Return verbatim the run of lines that opens with the line holding "Put one point on each instance of the white feather." and closes with the last line of the records.

>> start INPUT

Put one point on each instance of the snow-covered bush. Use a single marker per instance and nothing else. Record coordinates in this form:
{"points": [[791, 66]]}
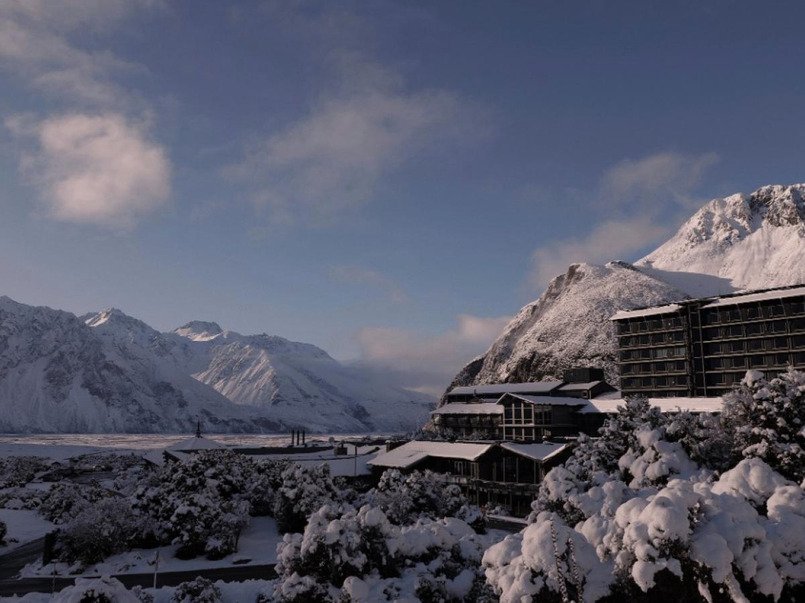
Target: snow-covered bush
{"points": [[548, 561], [652, 507], [766, 419], [303, 491], [359, 555], [407, 497], [99, 530], [200, 504], [65, 500], [200, 590], [19, 470], [96, 590]]}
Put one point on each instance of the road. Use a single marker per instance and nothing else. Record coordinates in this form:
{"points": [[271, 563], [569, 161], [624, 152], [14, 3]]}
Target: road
{"points": [[227, 574]]}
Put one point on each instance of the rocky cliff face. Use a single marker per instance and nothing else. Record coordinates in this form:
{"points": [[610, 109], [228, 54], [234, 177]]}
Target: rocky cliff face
{"points": [[739, 242]]}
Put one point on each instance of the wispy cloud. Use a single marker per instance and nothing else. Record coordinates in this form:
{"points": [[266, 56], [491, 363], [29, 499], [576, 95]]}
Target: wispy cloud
{"points": [[639, 202], [357, 275], [93, 159], [96, 169], [427, 363], [365, 123]]}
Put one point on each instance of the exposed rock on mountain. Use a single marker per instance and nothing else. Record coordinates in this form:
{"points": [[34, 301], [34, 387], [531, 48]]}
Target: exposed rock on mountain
{"points": [[109, 372], [739, 242]]}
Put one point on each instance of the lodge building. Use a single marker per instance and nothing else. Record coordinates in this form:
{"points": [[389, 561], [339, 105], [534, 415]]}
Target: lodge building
{"points": [[703, 347]]}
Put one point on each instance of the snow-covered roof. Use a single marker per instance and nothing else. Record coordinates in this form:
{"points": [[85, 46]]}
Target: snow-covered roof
{"points": [[538, 452], [194, 443], [610, 405], [575, 387], [502, 388], [549, 400], [666, 309], [411, 453], [755, 297], [460, 408]]}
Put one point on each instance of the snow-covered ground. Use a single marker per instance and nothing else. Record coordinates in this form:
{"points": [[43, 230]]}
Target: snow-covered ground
{"points": [[23, 526], [257, 546]]}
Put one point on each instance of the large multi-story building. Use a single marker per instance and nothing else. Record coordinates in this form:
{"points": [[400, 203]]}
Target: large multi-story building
{"points": [[703, 347]]}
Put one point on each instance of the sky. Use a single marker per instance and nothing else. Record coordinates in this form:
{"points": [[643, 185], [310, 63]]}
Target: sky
{"points": [[390, 181]]}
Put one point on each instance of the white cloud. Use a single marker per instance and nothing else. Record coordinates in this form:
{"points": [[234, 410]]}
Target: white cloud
{"points": [[428, 363], [608, 241], [662, 177], [639, 202], [332, 158], [35, 44], [364, 276], [96, 169]]}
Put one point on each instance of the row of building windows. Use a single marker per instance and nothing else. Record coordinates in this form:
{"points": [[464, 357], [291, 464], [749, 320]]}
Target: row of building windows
{"points": [[653, 353], [655, 339], [755, 329], [654, 381], [753, 312], [671, 366], [651, 324], [755, 345]]}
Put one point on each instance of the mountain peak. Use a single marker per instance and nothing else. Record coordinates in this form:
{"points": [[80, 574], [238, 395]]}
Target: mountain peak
{"points": [[199, 330]]}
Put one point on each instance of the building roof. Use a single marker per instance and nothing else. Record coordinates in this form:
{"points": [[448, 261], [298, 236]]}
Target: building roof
{"points": [[194, 444], [547, 400], [535, 387], [538, 452], [462, 408], [755, 297], [610, 405], [655, 310], [412, 453], [577, 387]]}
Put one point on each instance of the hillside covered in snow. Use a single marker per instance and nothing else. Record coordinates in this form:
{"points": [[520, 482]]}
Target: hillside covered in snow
{"points": [[739, 242], [109, 372]]}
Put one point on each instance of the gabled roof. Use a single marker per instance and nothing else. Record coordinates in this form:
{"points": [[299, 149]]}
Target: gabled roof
{"points": [[410, 454], [755, 297], [667, 309], [538, 452], [461, 408], [610, 405], [535, 387], [546, 400]]}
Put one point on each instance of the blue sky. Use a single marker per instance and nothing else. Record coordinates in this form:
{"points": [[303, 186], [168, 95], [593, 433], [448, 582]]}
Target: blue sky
{"points": [[388, 180]]}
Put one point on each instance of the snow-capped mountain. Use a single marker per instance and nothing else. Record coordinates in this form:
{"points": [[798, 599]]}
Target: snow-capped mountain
{"points": [[738, 242], [109, 372]]}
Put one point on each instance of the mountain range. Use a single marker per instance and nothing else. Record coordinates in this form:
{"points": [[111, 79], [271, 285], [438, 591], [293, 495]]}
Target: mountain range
{"points": [[110, 372], [734, 243]]}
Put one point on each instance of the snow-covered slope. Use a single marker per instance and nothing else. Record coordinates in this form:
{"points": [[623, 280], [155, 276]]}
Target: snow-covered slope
{"points": [[568, 325], [109, 372], [57, 374], [739, 242], [296, 383]]}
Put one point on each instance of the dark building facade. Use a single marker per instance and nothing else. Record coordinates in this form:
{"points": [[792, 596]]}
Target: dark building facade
{"points": [[703, 347]]}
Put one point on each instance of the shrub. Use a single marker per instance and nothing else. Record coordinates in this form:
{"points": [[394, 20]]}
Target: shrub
{"points": [[200, 590]]}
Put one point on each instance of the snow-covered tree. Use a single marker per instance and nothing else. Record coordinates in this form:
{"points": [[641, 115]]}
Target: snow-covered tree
{"points": [[19, 470], [359, 555], [65, 500], [99, 530], [304, 490], [200, 590], [406, 497], [766, 420], [201, 504]]}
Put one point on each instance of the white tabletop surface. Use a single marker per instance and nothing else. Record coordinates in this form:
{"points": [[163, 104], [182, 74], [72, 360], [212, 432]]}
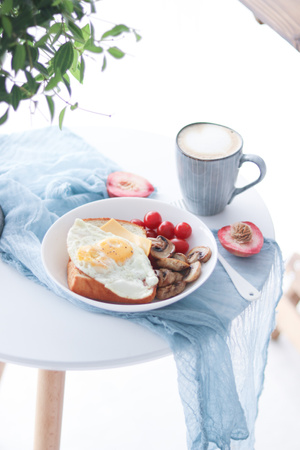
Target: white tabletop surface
{"points": [[39, 329]]}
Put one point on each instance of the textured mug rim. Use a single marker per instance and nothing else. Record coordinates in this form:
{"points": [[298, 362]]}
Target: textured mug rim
{"points": [[211, 159]]}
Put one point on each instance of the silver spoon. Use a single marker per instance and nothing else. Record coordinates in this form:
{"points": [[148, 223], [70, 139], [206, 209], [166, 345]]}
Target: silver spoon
{"points": [[244, 288]]}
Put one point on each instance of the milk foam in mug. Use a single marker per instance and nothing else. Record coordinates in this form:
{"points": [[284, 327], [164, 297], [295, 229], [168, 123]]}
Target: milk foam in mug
{"points": [[208, 158]]}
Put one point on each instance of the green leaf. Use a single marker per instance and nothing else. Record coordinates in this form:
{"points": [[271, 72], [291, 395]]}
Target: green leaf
{"points": [[53, 82], [73, 107], [61, 117], [31, 82], [19, 57], [55, 28], [50, 103], [86, 32], [4, 118], [91, 47], [7, 26], [82, 69], [16, 96], [76, 31], [116, 52], [115, 31], [66, 81], [137, 36], [68, 4], [104, 63], [42, 40], [63, 58], [42, 69], [6, 6]]}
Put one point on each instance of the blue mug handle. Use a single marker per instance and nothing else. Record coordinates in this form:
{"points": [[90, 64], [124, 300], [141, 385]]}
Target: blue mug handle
{"points": [[263, 170]]}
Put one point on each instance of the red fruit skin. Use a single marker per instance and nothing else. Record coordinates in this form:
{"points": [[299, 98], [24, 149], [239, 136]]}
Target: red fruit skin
{"points": [[243, 250], [126, 184]]}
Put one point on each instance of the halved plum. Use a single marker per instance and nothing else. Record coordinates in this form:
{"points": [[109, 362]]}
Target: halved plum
{"points": [[241, 239], [125, 184]]}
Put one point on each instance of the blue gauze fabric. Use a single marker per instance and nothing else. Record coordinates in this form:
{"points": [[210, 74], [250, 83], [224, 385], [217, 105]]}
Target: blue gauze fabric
{"points": [[219, 340]]}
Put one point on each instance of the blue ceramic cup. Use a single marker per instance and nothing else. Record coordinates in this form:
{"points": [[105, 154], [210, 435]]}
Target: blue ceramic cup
{"points": [[208, 158]]}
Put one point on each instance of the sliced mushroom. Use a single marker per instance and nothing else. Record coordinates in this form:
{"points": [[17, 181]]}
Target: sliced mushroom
{"points": [[171, 290], [180, 256], [193, 273], [173, 264], [199, 254], [166, 277], [162, 247]]}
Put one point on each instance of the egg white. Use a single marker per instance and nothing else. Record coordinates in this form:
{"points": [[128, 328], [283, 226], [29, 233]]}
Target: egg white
{"points": [[133, 278]]}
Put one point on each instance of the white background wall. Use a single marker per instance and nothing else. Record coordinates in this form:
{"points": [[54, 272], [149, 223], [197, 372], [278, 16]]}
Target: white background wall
{"points": [[198, 61]]}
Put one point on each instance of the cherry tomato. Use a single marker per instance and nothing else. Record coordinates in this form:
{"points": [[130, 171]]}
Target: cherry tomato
{"points": [[183, 230], [152, 219], [166, 229], [138, 222], [151, 233], [181, 245]]}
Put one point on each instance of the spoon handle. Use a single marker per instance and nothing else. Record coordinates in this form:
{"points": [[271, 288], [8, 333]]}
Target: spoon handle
{"points": [[243, 286]]}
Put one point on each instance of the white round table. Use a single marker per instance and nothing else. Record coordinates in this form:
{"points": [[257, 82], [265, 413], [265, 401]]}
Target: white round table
{"points": [[41, 330]]}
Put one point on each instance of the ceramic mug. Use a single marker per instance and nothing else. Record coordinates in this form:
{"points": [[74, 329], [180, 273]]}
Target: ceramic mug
{"points": [[208, 158]]}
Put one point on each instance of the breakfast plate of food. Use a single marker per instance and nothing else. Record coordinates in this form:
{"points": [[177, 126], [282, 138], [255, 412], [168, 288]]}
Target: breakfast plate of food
{"points": [[129, 254]]}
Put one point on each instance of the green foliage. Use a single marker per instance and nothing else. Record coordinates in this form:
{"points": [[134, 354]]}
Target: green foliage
{"points": [[46, 42]]}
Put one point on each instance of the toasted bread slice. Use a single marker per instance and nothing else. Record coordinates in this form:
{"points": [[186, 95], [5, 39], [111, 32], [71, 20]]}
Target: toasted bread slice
{"points": [[86, 286]]}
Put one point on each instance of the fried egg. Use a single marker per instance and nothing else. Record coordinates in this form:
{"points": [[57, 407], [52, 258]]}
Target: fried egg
{"points": [[114, 261]]}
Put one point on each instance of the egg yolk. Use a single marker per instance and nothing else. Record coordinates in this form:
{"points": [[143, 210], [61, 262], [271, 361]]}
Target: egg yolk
{"points": [[100, 253]]}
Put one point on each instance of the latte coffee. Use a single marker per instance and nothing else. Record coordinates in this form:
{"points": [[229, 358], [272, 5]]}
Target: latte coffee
{"points": [[208, 141], [208, 159]]}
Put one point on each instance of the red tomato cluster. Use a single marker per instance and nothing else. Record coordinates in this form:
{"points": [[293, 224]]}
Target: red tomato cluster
{"points": [[156, 226]]}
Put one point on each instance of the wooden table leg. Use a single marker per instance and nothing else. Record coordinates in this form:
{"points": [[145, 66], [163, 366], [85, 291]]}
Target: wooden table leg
{"points": [[2, 366], [49, 408]]}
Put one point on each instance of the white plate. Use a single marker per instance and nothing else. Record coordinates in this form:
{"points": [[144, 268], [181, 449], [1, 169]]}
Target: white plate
{"points": [[55, 256]]}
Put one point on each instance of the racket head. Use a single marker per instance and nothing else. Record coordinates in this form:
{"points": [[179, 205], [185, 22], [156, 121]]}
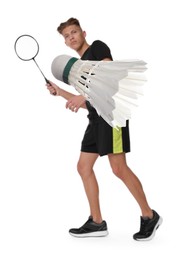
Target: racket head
{"points": [[26, 47]]}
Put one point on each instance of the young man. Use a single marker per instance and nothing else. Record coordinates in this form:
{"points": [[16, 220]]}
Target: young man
{"points": [[101, 139]]}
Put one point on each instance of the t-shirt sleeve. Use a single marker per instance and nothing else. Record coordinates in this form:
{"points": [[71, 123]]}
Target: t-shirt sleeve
{"points": [[100, 50]]}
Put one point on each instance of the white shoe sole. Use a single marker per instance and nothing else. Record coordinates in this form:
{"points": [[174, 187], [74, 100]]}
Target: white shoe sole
{"points": [[153, 234], [91, 234]]}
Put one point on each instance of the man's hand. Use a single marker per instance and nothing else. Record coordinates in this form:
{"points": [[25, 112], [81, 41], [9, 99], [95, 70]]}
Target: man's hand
{"points": [[75, 102], [53, 88]]}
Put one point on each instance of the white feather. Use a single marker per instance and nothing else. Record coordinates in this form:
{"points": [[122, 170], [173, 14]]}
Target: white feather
{"points": [[112, 87]]}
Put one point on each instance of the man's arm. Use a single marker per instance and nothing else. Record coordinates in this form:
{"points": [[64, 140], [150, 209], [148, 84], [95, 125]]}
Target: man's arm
{"points": [[74, 102]]}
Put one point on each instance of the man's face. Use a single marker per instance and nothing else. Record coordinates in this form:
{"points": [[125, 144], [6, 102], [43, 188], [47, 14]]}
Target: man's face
{"points": [[74, 37]]}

>> end INPUT

[RIGHT ANSWER]:
Put one point on each instance of the white feather. Use a single marker per instance and nothing else. Record coordinates in this form:
{"points": [[122, 170], [173, 14]]}
Target: white feather
{"points": [[112, 87]]}
Put one point on each instance of the man's arm. Use a single marker per instance and nothing else. Record coordinates in this form:
{"points": [[64, 140], [150, 209], [148, 84], [95, 125]]}
Target: man's arm
{"points": [[74, 102]]}
Put one point on each instance of the man's face. Use a single marker per instance and nothing else. Record coordinates in this form:
{"points": [[125, 144], [6, 102], [43, 188], [47, 14]]}
Target: man's face
{"points": [[74, 37]]}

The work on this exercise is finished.